Request |
Pick out every line in the entries below that contains the word "tile" and copy each one.

(Coordinate labeling data)

▼

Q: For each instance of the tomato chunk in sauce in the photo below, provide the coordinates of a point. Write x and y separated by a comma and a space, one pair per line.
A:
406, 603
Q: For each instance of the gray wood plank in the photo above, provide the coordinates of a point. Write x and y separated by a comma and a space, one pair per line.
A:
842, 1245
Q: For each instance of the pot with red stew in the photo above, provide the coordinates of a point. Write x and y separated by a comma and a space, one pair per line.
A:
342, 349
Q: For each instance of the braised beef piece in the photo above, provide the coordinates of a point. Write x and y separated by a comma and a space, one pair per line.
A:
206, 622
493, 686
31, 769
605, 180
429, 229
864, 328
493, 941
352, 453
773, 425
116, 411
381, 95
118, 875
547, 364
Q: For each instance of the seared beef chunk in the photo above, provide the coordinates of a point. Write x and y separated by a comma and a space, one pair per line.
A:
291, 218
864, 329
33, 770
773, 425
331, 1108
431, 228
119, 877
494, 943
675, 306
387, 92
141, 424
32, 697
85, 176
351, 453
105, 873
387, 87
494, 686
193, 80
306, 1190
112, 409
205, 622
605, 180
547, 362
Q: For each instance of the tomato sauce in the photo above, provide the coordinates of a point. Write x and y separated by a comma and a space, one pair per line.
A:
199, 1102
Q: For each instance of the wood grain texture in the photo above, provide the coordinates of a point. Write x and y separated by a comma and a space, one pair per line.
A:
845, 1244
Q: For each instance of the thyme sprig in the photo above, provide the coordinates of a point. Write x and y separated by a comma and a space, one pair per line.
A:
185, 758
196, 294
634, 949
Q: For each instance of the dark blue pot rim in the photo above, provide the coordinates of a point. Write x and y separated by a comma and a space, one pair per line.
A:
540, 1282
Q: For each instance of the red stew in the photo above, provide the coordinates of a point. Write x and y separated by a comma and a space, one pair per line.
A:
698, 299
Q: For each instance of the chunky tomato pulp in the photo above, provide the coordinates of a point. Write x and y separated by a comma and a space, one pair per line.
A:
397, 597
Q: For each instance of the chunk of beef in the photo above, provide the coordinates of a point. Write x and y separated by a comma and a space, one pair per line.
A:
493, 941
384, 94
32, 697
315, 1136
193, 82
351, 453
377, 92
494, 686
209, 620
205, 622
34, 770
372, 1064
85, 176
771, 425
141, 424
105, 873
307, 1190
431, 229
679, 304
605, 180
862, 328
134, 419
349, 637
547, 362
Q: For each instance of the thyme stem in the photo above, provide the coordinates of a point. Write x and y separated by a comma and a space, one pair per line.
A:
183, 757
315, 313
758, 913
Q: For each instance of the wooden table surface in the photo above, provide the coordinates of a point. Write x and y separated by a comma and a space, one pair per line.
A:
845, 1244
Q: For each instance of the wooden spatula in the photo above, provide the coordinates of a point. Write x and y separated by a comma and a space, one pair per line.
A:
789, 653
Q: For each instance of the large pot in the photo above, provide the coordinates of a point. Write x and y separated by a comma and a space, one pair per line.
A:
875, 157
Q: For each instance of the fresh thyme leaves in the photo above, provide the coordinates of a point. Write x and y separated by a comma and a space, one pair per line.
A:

▲
▼

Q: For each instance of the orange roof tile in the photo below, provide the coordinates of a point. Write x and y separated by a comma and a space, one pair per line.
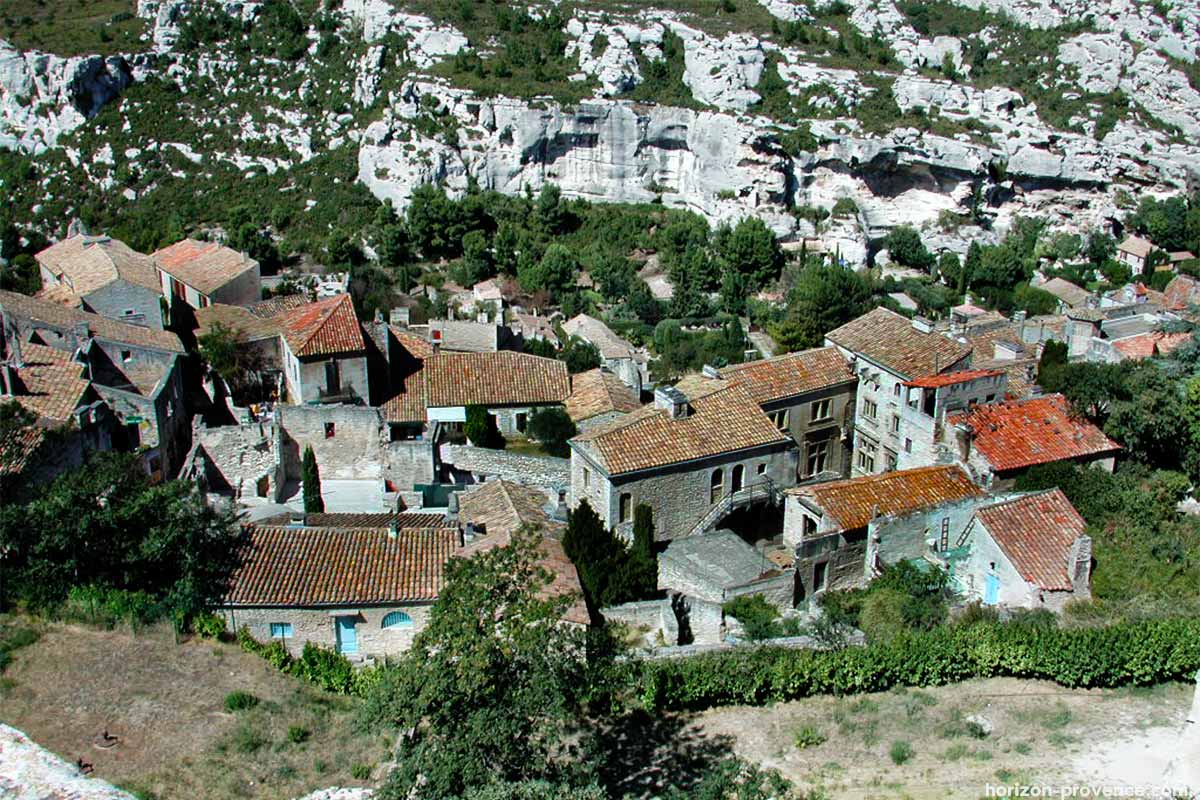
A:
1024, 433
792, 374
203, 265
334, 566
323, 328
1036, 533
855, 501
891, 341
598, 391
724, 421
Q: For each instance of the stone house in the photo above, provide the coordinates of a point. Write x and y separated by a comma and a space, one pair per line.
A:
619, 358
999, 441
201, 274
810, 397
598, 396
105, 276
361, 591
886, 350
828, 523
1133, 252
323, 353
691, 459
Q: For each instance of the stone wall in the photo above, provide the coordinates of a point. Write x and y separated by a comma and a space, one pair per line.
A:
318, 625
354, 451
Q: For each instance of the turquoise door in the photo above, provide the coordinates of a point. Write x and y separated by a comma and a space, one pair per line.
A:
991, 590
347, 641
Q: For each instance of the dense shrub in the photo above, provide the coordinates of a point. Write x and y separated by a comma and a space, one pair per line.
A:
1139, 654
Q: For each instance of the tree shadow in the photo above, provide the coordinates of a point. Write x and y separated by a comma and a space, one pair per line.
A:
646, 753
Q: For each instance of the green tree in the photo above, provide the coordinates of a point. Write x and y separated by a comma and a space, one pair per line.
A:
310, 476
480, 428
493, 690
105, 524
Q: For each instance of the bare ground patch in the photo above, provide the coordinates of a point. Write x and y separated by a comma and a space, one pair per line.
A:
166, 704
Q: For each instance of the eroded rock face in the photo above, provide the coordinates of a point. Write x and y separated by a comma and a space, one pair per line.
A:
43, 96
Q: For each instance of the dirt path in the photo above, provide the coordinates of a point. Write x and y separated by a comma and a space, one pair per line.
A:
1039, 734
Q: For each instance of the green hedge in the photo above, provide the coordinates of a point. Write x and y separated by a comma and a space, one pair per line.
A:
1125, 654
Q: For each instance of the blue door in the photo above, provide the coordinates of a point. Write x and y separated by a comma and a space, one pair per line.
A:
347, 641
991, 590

▲
▼

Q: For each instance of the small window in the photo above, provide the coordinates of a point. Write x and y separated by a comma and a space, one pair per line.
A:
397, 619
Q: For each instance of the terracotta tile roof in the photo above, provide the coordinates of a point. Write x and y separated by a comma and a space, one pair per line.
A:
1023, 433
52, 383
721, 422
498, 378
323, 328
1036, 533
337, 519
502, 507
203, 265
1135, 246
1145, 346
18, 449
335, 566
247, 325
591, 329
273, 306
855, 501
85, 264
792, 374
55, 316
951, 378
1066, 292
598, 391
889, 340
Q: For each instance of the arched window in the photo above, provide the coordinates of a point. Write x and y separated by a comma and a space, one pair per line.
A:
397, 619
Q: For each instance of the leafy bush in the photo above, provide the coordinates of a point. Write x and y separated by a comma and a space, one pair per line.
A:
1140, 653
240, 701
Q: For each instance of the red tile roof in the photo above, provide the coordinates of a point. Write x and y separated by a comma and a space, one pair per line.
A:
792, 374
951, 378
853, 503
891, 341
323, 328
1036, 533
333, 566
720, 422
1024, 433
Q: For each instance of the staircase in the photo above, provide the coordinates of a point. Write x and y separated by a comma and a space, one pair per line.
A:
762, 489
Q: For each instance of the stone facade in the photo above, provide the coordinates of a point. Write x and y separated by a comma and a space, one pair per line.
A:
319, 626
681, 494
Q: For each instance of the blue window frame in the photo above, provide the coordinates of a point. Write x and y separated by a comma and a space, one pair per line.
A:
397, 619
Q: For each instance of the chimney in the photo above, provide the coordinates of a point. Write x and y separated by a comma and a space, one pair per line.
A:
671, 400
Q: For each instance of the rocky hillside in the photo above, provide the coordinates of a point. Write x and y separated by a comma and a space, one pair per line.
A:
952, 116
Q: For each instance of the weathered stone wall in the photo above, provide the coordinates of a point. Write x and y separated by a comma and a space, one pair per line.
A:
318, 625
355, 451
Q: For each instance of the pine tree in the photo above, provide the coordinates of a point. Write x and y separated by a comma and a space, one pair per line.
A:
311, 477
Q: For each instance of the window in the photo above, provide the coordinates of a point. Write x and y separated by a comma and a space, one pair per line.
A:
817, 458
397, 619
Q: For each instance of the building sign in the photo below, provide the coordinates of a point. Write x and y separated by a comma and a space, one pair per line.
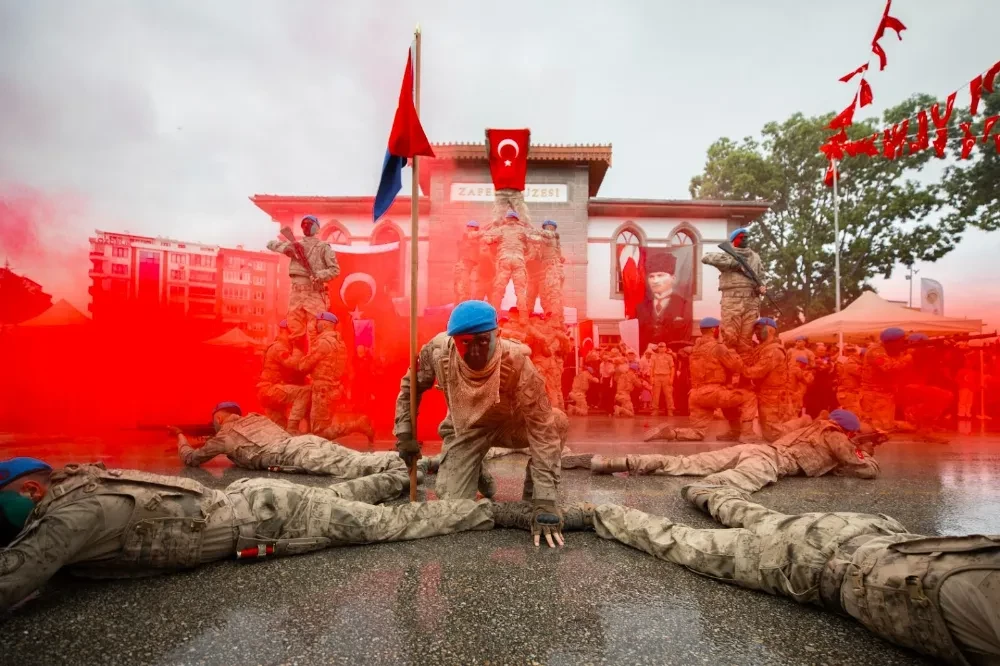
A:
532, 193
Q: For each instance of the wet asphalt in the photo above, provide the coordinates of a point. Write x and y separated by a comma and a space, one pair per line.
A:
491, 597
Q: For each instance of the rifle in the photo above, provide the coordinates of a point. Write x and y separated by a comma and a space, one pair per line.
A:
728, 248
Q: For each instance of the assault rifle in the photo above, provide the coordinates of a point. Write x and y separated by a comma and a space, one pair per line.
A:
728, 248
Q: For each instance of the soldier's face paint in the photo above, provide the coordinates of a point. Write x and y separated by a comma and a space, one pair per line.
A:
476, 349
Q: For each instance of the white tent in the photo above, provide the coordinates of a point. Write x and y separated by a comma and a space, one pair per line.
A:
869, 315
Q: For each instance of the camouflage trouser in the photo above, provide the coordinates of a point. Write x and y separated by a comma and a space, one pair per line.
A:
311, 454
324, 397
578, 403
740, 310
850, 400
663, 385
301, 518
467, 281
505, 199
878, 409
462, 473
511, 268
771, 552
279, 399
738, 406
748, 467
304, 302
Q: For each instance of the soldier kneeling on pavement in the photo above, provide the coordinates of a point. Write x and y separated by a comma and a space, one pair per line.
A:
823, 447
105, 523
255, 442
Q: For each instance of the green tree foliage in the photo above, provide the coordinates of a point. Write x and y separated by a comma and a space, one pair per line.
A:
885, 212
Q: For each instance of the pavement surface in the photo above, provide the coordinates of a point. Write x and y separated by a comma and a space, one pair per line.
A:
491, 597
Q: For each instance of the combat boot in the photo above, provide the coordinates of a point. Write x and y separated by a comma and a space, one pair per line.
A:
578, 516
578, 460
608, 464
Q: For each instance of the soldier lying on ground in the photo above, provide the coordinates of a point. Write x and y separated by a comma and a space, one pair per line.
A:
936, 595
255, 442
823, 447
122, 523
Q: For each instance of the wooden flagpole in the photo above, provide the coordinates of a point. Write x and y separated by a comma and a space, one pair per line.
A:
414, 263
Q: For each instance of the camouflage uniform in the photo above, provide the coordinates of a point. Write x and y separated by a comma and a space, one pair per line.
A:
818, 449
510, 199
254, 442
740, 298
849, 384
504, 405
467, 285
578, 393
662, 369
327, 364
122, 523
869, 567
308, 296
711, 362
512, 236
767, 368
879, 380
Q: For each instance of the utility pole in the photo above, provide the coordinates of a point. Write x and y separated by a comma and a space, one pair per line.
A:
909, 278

▲

Correct response |
Q: For each instance of the orange roof tile in the photo below, provide the coordinates of a point. Write x and y separated by a comma and a space, one pair per line.
Q: For each instance of the terracotta tile roof in the photo above, provide the coordinates of a point. Write x and y separated by a comma and a space, one pair per line.
Q: For each instance of the red tile roof in the photo above, provide the coordinates of a point. Write x and y separated by a comma and a space, one pair per line.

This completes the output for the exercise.